Excerto do documento -
+++

Nos anos seguintes o ritmo é semelhante: 566 em 1999 e 735 em 2000. No ano lectivo de 2001/2002 registaram-se 945 vagas (+210) para medicina, sendo 110 à custa das duas novas faculdades então criadas. Mas no presente ano lectivo, 2002/2003, apenas se criaram 60 novas vagas para medicina, deitando-se por terra o ténue incremento registado nos dois anos anteriores.
Os 1005 potenciais médicos que este ano iniciaram os seus estudos nas faculdades de medicina, poderão, se se esforçarem nos estudos, aspirar a exercer medicina em 2010 ano em que provavelmente só restarão no activo cerca de 40% dos seus colegas que hoje ocupam funções no SNS.
A idade avança inexoravelmente e um médico precisa de tempo para se formar. A este ritmo o país caminha para uma situação insustentável.
Os recentes cortes orçamentais vêm adicionalmente condicionar o adequado funcionamento das instituições de ensino e comprometer a qualidade da formação médica.

+++

Dados registados -

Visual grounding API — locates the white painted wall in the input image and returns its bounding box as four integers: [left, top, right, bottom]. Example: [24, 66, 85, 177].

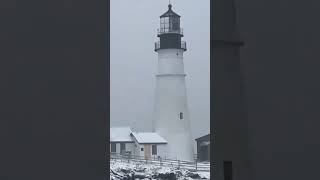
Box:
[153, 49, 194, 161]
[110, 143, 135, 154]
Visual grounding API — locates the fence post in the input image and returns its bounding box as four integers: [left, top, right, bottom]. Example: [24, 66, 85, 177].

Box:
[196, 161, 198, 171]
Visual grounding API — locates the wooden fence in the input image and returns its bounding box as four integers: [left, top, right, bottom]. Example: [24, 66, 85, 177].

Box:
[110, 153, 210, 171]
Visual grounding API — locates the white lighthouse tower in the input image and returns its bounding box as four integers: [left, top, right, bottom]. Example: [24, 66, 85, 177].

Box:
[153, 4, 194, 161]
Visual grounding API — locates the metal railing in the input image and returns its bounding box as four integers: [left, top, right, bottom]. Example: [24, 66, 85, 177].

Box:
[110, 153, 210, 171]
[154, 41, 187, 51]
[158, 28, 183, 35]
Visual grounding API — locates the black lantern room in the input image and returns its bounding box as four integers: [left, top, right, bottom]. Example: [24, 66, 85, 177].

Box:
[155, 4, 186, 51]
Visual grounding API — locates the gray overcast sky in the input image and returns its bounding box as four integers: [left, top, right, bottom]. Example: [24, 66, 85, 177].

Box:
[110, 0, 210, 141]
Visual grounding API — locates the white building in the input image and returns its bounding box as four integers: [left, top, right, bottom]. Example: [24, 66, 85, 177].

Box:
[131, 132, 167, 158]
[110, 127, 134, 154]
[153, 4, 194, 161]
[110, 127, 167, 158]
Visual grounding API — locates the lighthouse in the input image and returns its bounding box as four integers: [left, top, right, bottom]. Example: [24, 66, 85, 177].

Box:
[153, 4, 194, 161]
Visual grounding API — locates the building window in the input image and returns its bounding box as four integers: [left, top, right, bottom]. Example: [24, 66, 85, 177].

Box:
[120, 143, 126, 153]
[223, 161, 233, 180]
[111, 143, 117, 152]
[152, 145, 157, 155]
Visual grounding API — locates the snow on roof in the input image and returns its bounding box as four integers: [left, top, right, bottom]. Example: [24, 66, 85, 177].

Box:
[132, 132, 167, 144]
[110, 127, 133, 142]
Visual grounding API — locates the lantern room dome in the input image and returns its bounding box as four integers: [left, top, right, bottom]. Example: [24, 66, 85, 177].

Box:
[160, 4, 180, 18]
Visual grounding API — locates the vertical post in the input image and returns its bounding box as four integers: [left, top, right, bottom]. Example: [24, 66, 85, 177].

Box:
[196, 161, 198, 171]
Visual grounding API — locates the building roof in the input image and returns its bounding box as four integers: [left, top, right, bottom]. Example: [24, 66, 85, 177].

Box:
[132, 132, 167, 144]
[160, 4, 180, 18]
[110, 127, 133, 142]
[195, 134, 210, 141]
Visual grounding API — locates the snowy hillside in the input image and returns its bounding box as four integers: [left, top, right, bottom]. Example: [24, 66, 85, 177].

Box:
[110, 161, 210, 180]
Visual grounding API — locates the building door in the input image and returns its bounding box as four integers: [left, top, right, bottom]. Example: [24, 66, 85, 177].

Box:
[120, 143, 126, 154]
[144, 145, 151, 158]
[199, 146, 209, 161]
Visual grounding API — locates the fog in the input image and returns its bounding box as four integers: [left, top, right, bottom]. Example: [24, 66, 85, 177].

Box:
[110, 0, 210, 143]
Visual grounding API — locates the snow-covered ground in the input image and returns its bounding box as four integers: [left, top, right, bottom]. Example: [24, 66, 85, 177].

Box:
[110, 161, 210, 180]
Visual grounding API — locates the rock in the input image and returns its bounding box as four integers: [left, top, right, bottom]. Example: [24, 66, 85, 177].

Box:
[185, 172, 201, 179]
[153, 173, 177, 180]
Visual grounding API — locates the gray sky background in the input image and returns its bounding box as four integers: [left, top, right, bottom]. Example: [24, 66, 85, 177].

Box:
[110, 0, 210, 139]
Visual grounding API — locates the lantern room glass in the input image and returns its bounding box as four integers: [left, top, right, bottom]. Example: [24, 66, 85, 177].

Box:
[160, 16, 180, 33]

+++

O que fazer - Indique se cada afirmação está de acordo com o excerto sobre as vagas de medicina, respondendo sim ou não e citando as palavras do excerto que o decidem. 1. No ano letivo de 2002/2003 foram criadas 60 novas vagas para medicina. 2. Em 2001/2002, 210 vagas resultaram das duas novas faculdades. 3. Os cortes orçamentais podem comprometer a qualidade da formação médica.

Resposta ao exercício -
1. Sim: "apenas se criaram 60 novas vagas para medicina".
2. Não: "sendo 110 à custa das duas novas faculdades então criadas".
3. Sim: "comprometer a qualidade da formação médica".